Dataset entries

###

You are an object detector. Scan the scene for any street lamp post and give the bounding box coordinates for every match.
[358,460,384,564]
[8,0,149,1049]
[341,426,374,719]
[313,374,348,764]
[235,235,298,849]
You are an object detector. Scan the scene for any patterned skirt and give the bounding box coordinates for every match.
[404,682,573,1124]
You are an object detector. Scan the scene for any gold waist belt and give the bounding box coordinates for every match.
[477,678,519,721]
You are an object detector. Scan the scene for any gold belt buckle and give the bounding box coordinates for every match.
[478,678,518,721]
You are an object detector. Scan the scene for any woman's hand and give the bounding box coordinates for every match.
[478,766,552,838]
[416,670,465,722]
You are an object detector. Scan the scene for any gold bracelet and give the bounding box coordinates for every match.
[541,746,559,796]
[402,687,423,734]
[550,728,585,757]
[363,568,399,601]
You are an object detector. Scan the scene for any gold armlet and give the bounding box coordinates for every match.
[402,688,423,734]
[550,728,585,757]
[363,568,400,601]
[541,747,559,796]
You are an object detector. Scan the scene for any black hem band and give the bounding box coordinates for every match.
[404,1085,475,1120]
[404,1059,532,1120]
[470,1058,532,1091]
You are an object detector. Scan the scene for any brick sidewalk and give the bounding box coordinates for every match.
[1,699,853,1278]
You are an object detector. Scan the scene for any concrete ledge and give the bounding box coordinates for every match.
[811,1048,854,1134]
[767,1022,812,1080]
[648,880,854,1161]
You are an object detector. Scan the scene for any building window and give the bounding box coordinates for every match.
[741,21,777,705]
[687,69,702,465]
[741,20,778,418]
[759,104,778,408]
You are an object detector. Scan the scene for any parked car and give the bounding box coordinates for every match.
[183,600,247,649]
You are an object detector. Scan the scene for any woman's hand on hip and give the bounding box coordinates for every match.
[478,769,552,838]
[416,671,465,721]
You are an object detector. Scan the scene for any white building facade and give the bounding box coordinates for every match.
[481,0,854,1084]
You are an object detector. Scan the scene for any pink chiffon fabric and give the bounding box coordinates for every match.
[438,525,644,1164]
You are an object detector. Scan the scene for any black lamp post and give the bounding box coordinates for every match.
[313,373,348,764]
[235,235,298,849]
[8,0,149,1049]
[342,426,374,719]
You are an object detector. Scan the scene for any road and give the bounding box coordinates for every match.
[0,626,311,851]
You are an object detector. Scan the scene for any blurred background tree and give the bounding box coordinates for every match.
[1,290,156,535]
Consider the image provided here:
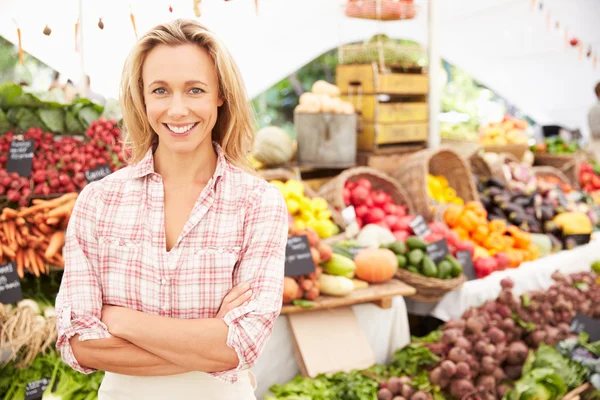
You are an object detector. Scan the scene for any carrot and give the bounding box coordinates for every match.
[15,229,26,248]
[17,193,77,217]
[44,231,65,260]
[2,222,10,243]
[27,249,40,277]
[1,208,18,221]
[46,217,60,226]
[6,221,16,248]
[47,200,76,219]
[2,244,16,259]
[51,253,64,268]
[36,223,53,235]
[35,252,46,275]
[31,199,46,205]
[30,227,44,239]
[16,250,24,279]
[15,217,26,226]
[23,248,31,274]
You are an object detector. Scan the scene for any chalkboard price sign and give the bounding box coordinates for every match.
[285,235,316,277]
[0,262,23,304]
[85,164,112,183]
[410,215,431,239]
[571,312,600,342]
[6,139,35,178]
[456,250,475,280]
[426,239,449,263]
[25,378,51,400]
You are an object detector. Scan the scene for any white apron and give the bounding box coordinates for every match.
[98,371,257,400]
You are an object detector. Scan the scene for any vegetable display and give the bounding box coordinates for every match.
[579,161,600,196]
[479,116,529,146]
[0,193,75,277]
[427,175,464,206]
[531,136,580,155]
[252,126,296,167]
[294,80,355,115]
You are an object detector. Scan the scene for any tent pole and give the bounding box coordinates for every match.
[78,0,86,94]
[427,0,441,149]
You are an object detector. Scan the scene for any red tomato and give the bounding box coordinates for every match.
[365,207,385,223]
[394,230,409,242]
[356,178,372,191]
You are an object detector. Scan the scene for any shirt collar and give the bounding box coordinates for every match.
[130,141,227,186]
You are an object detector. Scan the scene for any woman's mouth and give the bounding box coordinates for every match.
[163,122,199,136]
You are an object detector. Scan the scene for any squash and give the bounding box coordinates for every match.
[319,274,355,296]
[353,248,398,283]
[312,80,340,98]
[299,92,321,108]
[252,126,295,166]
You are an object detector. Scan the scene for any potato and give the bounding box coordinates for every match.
[311,80,340,98]
[299,92,320,108]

###

- [Exercise brief]
Reproduce the records above word for word, without the images.

- [Answer to the problem]
You are an object detector. Scan the scene for any street lamp post and give the bounding box coordinates for every match.
[358,460,384,564]
[8,0,149,1049]
[341,426,374,719]
[313,374,348,764]
[235,235,298,849]
You are an object detector. Scan the scene for any patterned skirt and give the bounding box coordinates for every match.
[404,682,573,1124]
You are an object detector. Scan the scene for any gold waist belt and give the bounding box coordinates for every match.
[477,678,519,721]
You are an object detector. Scan the scene for any gold belt buckle and give the bounding box coordinates for every match.
[478,678,518,721]
You are an object detector. Scan the scene for any woman's hand and give the bounding box coordinates for every match.
[478,766,552,838]
[416,670,465,722]
You are an object detector. Scan the scene for any gold bracelet and give the bounding box coordinates for every match.
[541,746,559,796]
[402,687,423,734]
[550,728,585,757]
[363,568,399,601]
You are an object detector. Scan the scene for any gold armlet and give the bounding box coordinates for every match.
[402,688,423,734]
[550,728,585,757]
[363,568,400,601]
[541,747,559,796]
You are an object detector. Scan the scene for any black hem band and give the bounding box coordinates for every match.
[404,1085,475,1120]
[404,1059,532,1120]
[470,1058,532,1091]
You are an object detector. Scan the scene for any brick sidewalk and give the bounding box coordinates for every match.
[1,699,853,1278]
You are an object detector. Scan the scene for any concrete ledge and give the bounding box coordinates for every match.
[811,1048,854,1134]
[767,1022,812,1080]
[648,880,854,1161]
You are an object detector. Scan the scene for any building window and give the bounding box coordinates for every match.
[741,21,777,705]
[687,69,702,465]
[741,20,778,418]
[759,104,778,408]
You are an object detector. Scan the scene for any parked car and give the bounding box coordinates for every match.
[183,600,247,649]
You are an object detector. Scan the scene for any woman's hand on hip and give the bounding box coordinates for every match.
[478,769,552,838]
[416,671,465,721]
You are an object detector. Scan the scene for any white building facade and give the bounding box coordinates for every match.
[481,0,854,1084]
You are an object detector. Scan the scene for any pink chiffon fabric and give the bounding box coordinates for every match.
[438,525,644,1164]
You are an object detector. Scan the scene for any black lamp post and give the bounding box coordinates for every match.
[313,373,348,764]
[235,235,298,849]
[8,0,149,1049]
[342,426,374,719]
You are an object detector. Scan the scene for any road and give the bounding box coordinates for every match.
[0,626,311,851]
You are an object detector. Scan the scene for any blurred background tree and give the bounding box coordinates for every match.
[1,290,156,535]
Consider the image provided here:
You are an object detector. Scan the scene for any carrot and give the bounding box coordinates for every match.
[15,229,26,248]
[17,193,77,217]
[44,231,65,260]
[2,222,10,243]
[27,249,40,277]
[1,208,18,221]
[46,217,60,226]
[6,221,16,248]
[47,200,76,219]
[2,244,16,259]
[51,253,64,268]
[36,223,53,235]
[35,252,46,275]
[31,199,46,205]
[30,227,44,239]
[16,250,24,279]
[15,217,26,226]
[23,248,31,274]
You are an object detector. Scan the scene for any chalkboard price sign and give the bounding box coordinates for every match.
[285,235,316,277]
[0,262,23,304]
[85,164,112,183]
[410,215,431,239]
[571,312,600,342]
[6,139,35,178]
[456,250,475,280]
[426,239,449,263]
[25,378,51,400]
You are an object detector. Scan the scene for any white apron and give the bounding box coordinates for every match.
[98,371,257,400]
You are an object detector. Scan the scene for any vegetable display and give the bounding box coordinates for every match.
[579,161,600,196]
[479,116,529,146]
[0,193,75,277]
[427,175,464,206]
[531,136,580,155]
[252,126,296,167]
[294,80,355,115]
You are an object detector. Scan the scene for any tent pole and give the bounding box coordinates for every match.
[78,0,86,94]
[427,0,441,149]
You are an object detector. Scan the scene for any red tomato and give the bounding box coordinates for every match.
[365,207,385,223]
[394,230,409,242]
[356,178,372,191]
You are an object detector. Scan the scene for any shirt collar and give the bounding box coordinates for every match.
[130,141,227,186]
You are an object detector. Scan the scene for any woman's mouth and give the bounding box coordinates for every match.
[163,122,199,136]
You are an object detector. Scan the scene for any squash and give the bounding box coordinates for every match.
[319,274,355,296]
[353,248,398,283]
[312,80,340,98]
[299,92,321,108]
[252,126,295,166]
You are an object detector. Scan the scene for any potato and give the bounding box coordinates for every match.
[311,80,340,98]
[299,92,320,108]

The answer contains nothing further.